● WORK INSTRUCTIONS
Return each line of the records below in which the string "that" turns up.

Entries taken from a collection
....
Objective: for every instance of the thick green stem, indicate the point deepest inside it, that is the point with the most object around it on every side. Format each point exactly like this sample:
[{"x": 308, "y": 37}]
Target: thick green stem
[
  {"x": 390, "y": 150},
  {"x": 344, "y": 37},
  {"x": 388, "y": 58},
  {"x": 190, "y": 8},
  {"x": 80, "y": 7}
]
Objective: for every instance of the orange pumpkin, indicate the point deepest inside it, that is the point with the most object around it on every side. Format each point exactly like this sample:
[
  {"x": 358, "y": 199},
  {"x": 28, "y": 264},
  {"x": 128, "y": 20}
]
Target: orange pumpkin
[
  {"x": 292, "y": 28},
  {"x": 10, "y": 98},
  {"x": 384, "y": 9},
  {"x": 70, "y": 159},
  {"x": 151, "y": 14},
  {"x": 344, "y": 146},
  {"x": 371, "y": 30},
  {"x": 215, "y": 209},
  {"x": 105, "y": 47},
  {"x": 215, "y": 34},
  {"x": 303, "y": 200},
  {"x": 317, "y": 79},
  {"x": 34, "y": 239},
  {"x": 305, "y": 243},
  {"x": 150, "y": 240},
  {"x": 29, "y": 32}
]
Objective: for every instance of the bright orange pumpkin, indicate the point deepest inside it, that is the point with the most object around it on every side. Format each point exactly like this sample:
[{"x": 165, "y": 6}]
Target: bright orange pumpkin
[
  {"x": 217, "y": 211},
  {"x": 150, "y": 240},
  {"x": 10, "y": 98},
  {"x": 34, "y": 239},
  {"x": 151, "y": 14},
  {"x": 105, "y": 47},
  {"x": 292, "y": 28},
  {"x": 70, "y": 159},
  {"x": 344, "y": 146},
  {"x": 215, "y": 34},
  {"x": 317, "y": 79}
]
....
● TASK SOLUTION
Objective: for every instance of the thick green stem, indicate the point deepest inside it, that is the point with the most object around it on every side. Format each point exactly like this sample:
Objective: for every instance of the orange pumpkin, indicate the point deepest inside it, that is the point with the most object around it on every side. Format each point exactly like this sample:
Objective: for every instance of the bright orange pumpkin, indicate the point deepest inside it, that is the point with the most object around it on every side. Format each point exactly like this sample:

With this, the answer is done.